EXERCISE
Please reproduce the records below word for word, from the line with "updo hairstyle in" up to and including the line with "[83,149,100,157]".

MATERIAL TO PROCESS
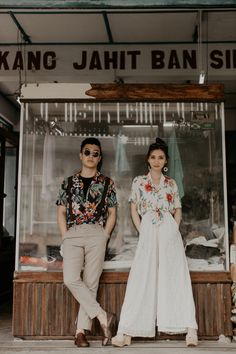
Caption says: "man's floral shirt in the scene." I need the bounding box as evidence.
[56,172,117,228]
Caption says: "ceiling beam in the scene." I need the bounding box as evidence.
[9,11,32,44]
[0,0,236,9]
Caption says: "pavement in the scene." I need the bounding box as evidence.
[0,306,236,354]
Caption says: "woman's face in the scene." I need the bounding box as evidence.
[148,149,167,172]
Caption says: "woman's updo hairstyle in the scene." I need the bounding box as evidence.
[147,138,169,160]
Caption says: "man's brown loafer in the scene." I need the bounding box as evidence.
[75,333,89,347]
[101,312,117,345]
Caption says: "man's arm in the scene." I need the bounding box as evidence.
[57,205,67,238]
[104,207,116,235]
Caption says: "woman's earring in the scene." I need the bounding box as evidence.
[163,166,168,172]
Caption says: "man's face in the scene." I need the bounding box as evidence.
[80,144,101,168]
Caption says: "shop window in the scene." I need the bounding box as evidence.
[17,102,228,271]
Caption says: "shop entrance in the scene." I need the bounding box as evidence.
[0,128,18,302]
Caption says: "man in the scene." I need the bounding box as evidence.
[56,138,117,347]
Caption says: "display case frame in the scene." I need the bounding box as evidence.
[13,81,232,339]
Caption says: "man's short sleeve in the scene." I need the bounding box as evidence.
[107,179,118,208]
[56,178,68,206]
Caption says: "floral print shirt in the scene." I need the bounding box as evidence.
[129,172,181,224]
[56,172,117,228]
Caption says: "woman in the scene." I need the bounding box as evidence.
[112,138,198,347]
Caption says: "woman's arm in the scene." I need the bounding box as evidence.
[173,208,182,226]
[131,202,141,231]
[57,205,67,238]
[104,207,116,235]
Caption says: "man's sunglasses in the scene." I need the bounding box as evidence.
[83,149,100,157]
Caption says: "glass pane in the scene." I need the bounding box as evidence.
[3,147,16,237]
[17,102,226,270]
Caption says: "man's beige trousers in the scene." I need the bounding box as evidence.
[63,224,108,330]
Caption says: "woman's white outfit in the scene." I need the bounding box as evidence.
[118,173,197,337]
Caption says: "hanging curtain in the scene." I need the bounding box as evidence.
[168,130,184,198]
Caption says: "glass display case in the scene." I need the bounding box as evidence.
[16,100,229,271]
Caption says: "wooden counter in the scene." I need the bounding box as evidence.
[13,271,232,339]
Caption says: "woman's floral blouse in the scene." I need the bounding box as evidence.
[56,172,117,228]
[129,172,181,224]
--
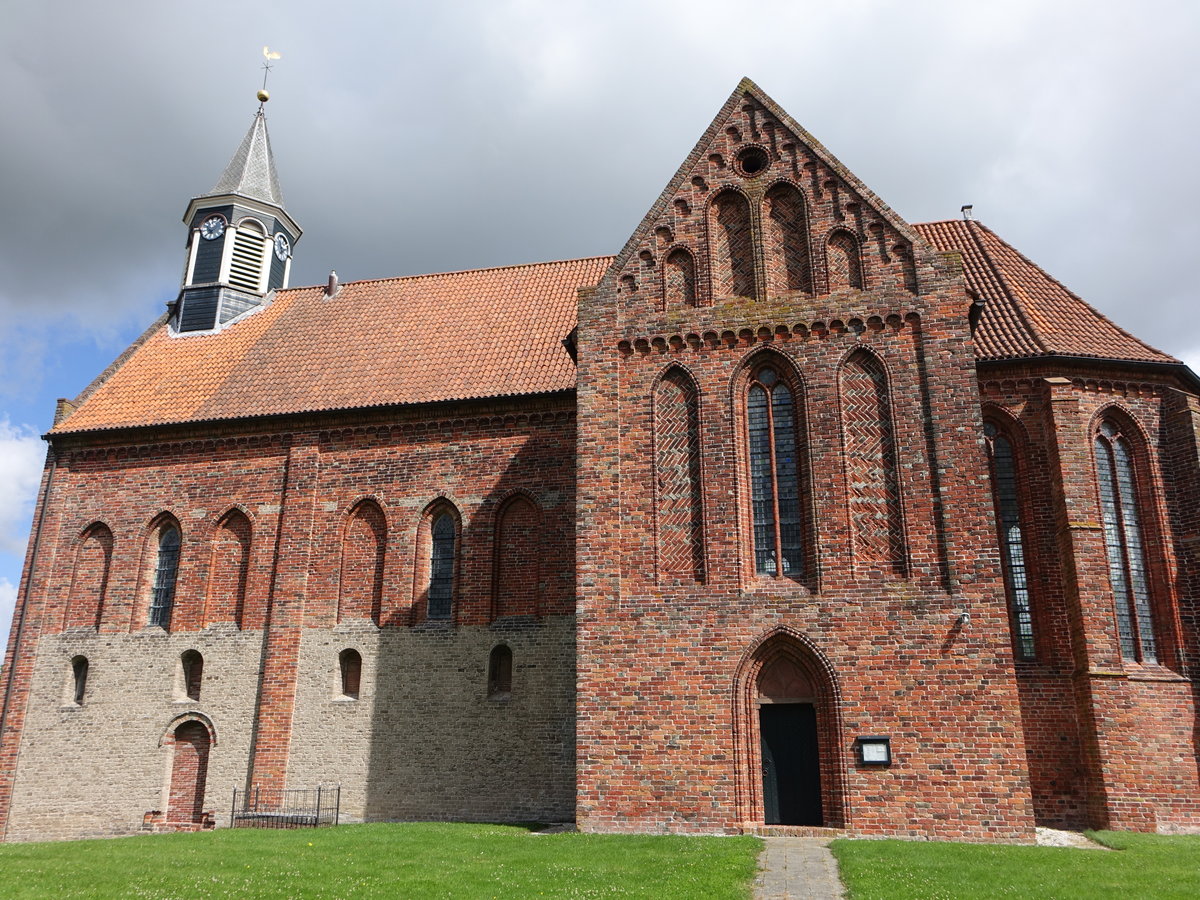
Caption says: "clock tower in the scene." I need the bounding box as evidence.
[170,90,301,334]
...
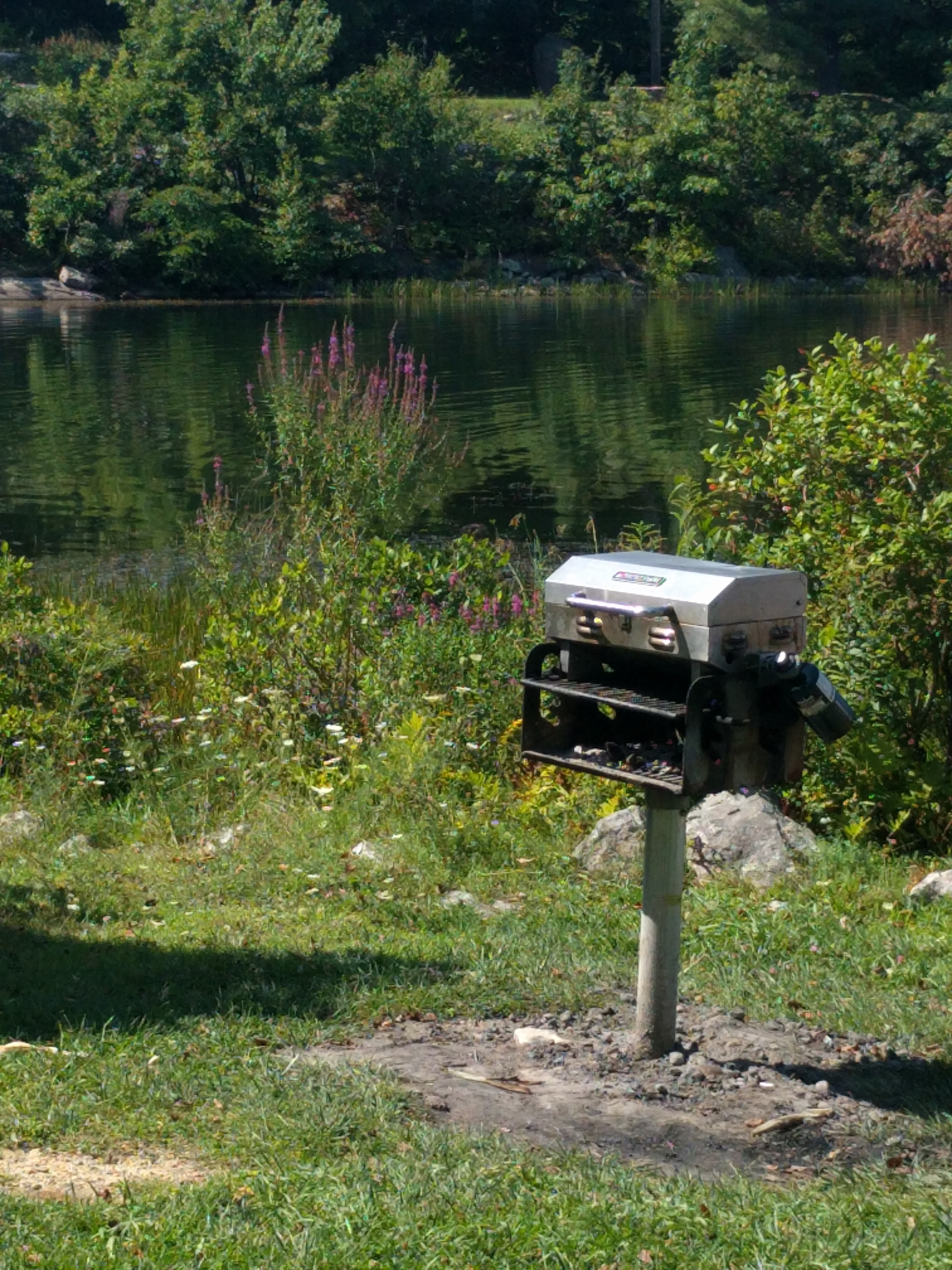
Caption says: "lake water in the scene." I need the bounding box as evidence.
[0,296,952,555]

WRITTEN RESPONSE
Caption says: "woman's updo hairstyle in the scene." I need the bounding box as evidence.
[147,138,169,160]
Caption says: "man's brown loafer in the scene." I need the bounding box as evidence.
[75,333,89,347]
[101,312,117,345]
Caption says: "man's arm in the scene." I need the bounding box as evidence.
[57,205,67,238]
[104,207,116,235]
Caption says: "woman's earring in the scene." I need the bounding box as evidence.
[163,166,168,172]
Caption says: "man's face in the scene." I need the bounding box as evidence.
[80,144,101,168]
Caption says: "shop window in the scene." I need the bounding box as evidence.
[17,102,228,271]
Caption says: "shop entrance in the scene." I need the bounding box as evidence.
[0,128,18,302]
Caption says: "man in the scene." I need the bounding box as evidence.
[56,138,117,347]
Caption says: "display case frame in the scene." I need the bounding box as evidence.
[13,81,232,339]
Caption says: "man's short sleeve in the scene." I need the bounding box as evidence.
[107,179,118,208]
[56,178,68,206]
Caption says: "floral print shirt in the scene." I need the bounding box as evidence.
[129,172,181,224]
[56,172,117,228]
Caption says: "woman in the scene." I need the bounding box as evidence.
[112,138,198,347]
Caption says: "woman's arm in the scene." I need the bounding box as evidence.
[173,208,182,226]
[131,202,141,231]
[57,205,67,238]
[104,207,116,235]
Caption says: "man's sunglasses in the scene." I need the bounding box as evidence.
[83,149,100,157]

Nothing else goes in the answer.